▶ _DESCRIPTION OF THE TASK_:
Would you please restate all of the entries exactly, apart from the pictures?

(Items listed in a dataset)
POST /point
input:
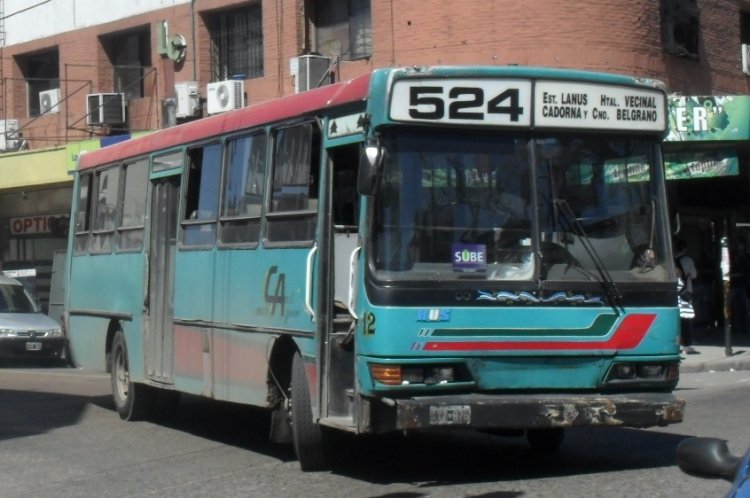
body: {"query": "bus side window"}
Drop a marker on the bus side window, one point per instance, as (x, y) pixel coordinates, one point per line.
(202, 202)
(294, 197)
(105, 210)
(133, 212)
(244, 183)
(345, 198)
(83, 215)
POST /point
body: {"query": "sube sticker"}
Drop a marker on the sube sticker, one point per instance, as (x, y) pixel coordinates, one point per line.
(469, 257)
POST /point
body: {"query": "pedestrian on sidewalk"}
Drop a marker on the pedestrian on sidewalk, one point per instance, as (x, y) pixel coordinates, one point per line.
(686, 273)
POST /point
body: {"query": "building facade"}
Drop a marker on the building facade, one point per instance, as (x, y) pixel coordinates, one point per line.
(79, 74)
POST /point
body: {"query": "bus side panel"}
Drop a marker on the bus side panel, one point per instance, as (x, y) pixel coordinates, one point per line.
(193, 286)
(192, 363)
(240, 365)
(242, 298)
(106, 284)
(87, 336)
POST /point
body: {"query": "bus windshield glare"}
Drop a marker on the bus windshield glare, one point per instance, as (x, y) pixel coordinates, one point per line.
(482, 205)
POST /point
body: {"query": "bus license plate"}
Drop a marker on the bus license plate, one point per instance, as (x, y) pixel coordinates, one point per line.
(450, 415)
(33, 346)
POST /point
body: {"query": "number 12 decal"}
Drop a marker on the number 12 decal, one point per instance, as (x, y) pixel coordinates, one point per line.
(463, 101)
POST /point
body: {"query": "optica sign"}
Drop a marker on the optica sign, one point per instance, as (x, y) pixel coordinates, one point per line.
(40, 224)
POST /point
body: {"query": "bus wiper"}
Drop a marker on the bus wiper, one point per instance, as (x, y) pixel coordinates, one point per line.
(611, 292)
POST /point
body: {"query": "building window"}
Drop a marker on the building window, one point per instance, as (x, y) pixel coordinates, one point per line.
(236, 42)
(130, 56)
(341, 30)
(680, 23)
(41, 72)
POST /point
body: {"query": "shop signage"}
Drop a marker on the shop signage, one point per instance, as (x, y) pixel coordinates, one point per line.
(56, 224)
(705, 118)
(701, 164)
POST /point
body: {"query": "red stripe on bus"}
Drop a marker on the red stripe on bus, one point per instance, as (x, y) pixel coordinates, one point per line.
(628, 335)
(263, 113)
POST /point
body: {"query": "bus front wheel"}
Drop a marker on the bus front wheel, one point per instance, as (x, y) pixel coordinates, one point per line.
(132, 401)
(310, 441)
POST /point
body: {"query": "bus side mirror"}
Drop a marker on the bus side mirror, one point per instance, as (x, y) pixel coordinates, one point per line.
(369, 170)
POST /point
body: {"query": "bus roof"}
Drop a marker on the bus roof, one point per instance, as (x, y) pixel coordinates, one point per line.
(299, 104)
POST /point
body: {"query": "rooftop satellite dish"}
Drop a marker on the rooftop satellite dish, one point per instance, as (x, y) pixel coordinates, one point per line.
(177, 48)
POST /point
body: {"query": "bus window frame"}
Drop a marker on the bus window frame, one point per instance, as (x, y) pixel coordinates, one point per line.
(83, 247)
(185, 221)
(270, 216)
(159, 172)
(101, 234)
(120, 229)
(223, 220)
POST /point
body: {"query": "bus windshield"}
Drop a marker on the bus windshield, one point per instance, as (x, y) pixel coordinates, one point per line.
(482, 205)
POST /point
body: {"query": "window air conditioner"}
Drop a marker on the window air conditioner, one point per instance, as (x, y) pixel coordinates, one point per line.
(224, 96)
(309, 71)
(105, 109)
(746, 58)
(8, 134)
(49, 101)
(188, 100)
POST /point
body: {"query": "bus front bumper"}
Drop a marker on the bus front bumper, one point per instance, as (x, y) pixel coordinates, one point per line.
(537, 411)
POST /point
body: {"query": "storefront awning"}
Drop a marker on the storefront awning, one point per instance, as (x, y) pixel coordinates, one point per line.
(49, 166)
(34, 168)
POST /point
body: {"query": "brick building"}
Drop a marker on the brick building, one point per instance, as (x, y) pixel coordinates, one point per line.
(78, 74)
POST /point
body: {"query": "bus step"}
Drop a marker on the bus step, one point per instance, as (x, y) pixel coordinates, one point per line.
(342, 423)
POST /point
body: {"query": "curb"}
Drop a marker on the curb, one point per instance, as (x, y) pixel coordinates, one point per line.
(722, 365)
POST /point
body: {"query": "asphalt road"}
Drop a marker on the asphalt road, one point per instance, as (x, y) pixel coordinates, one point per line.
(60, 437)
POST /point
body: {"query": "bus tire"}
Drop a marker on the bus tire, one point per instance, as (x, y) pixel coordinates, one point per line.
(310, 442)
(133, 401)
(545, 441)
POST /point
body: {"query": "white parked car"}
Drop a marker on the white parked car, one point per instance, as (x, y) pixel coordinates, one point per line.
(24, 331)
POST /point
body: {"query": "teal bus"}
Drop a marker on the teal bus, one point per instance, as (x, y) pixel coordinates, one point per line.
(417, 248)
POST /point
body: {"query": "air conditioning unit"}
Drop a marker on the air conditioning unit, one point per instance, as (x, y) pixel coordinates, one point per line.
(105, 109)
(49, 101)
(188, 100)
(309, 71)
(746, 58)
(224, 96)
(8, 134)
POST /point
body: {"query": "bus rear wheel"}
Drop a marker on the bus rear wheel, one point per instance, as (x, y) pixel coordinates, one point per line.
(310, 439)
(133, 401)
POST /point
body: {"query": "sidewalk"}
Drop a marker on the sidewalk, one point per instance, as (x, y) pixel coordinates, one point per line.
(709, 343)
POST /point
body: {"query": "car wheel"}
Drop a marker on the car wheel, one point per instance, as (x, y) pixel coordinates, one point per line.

▶ _SOLUTION TO THIS PROBLEM_:
POST /point
input:
body: {"query": "bus side window"}
Drop a marker on the bus side window, one point per instance, as (x, y) pixel coordinates, one point per line.
(202, 202)
(294, 197)
(105, 210)
(133, 212)
(244, 183)
(345, 198)
(83, 215)
POST /point
body: {"query": "sube sticker"}
Drop a marker on the sube sticker, one point per instance, as (x, y) pixel coordinates, one point per line.
(469, 257)
POST /point
body: {"query": "pedestrian on sidewalk"}
Drop a marker on the pedestrian on sidewalk, one point per instance, as (x, y) pixel coordinates, one point per line.
(686, 273)
POST /point
body: {"query": "building facade"}
Drop a marker on the building facade, one point per instance, as (x, y) pixel coordinates, one point per line.
(79, 74)
POST /point
body: {"query": "bus side panel"}
Drop a marker on the bus side panel, one point per instance, as (x, y) pixel coordinates, one point per line.
(193, 286)
(192, 363)
(240, 365)
(242, 298)
(106, 284)
(87, 336)
POST /point
body: {"query": "bus windshield glare"}
Drop a marker on the bus windshield glare, one point per instance, as (x, y) pixel coordinates, one point per line.
(482, 205)
POST /point
body: {"query": "bus license plate"}
Drop a marker on the bus license plate, one point per instance, as (x, y) pixel coordinates, one point per line.
(450, 415)
(33, 346)
POST /point
body: {"query": "number 12 decal"}
Drop a marker on the number 12 decal, one point per instance, as (x, y) pixel coordinates, one point per line.
(463, 101)
POST /point
body: {"query": "optica sign"}
Drop a marker on the optica sign, one point per instance, as (x, y) pixel coordinates, one point per line.
(40, 224)
POST /point
body: {"query": "bus wiper"}
Drop a marker on the bus wiper, one point per instance, as (x, y) pixel coordinates, one point per line.
(611, 292)
POST /point
body: {"query": "building window"}
Drop a marker on the building window, one point per instance, as (x, y) pixel coordinates, one point per line.
(236, 42)
(130, 56)
(341, 30)
(680, 23)
(41, 72)
POST /point
body: {"query": "shop signage"}
Drop a marker on the shop signage, one point per instance, as (x, y) pixel coordinates, one point per line.
(56, 224)
(705, 118)
(701, 164)
POST /point
body: {"query": "red stripe on bus"}
Drop a marker on the red stripe on bus, one point per instance, as (x, y) pixel coordinates, one point per line.
(628, 335)
(263, 113)
POST /point
body: {"query": "bus front wheel"}
Drop a marker on the bus front wheel, one point per instance, as (x, y) pixel coordinates, one point per line.
(132, 401)
(310, 441)
POST /point
body: {"query": "bus side mirror"}
Drop a marker on the bus side mirror, one point per instance, as (x, y) pixel coordinates, one point per line.
(369, 170)
POST /point
body: {"query": "bus roof"}
Drop a marker on the bus roof, one point per instance, as (x, y) pixel coordinates, one point per line.
(299, 104)
POST /point
body: {"query": "rooftop satellite dish"}
Drop a marker on the rooftop satellite dish, one point per instance, as (x, y) pixel coordinates, one point per line.
(177, 48)
POST /point
body: {"query": "bus window frame"}
Drop a marker on the bus window frame, one point per instance, as (x, y) pixel coordinates, one point per line.
(83, 247)
(185, 221)
(270, 216)
(159, 172)
(101, 234)
(120, 229)
(223, 220)
POST /point
body: {"query": "bus windshield"}
Drop a marker on the bus windshield, one point per instance, as (x, y) pixel coordinates, one point per line.
(482, 205)
POST /point
body: {"query": "window air conditioner"}
Drop a marker on the window air conditioner, one point per instance, as (x, y) pixel coordinates, one point per line.
(224, 96)
(309, 71)
(105, 109)
(746, 58)
(8, 134)
(49, 101)
(188, 100)
POST /point
body: {"query": "bus front bumper"}
Drop a marker on the bus front bumper, one point per instance, as (x, y) pixel coordinates, one point per line.
(537, 411)
POST /point
body: {"query": "storefront awning"}
Drop a marker on the storefront awning, one point per instance, as (x, y) pixel coordinates, one point per line.
(49, 166)
(34, 168)
POST /point
body: {"query": "brick building"}
Drop a marker on the brick building, one point per instance, as (x, y) pixel coordinates, one point per line.
(78, 74)
POST /point
body: {"query": "bus step"}
Drop a marker on the bus step, one point per instance, as (x, y) pixel coordinates, one point per line.
(342, 423)
POST /point
body: {"query": "curb"}
Drop a marker on the curb, one point per instance, as (x, y) pixel coordinates, one point per line.
(722, 365)
POST /point
body: {"query": "asphalt road"}
Drop a marker on the asphalt road, one point per instance, as (x, y) pixel coordinates, one point per line.
(60, 437)
POST /point
body: {"query": "bus tire"}
Drop a marker on the bus tire, one point per instance, as (x, y) pixel coordinates, one point per line.
(310, 442)
(133, 401)
(545, 441)
POST /point
body: {"query": "white parked car"}
Drop a marker on the white parked car, one point per instance, as (x, y) pixel coordinates, one point per line.
(24, 331)
POST /point
body: {"query": "teal bus"}
Drop a marker on the teal bus, one point per instance, as (x, y) pixel coordinates, one point per line.
(417, 248)
POST /point
body: {"query": "air conditioning unit"}
Drop a marker on the air conditioning unit, one point per instance, as (x, y) pixel coordinates, one point per line.
(105, 109)
(49, 101)
(188, 100)
(309, 71)
(746, 58)
(224, 96)
(8, 134)
POST /point
body: {"query": "bus rear wheel"}
Drop a marker on the bus rear wheel, one point per instance, as (x, y) pixel coordinates, one point per line.
(310, 439)
(133, 401)
POST /point
body: {"query": "sidewalk"}
Drop a marker on the sidewalk, one point per instance, as (x, y) pixel coordinates, one point per line.
(709, 343)
POST /point
body: {"query": "car wheel"}
Drop a marker on the car wheel, one point per instance, as (x, y) pixel coordinates, one point per line.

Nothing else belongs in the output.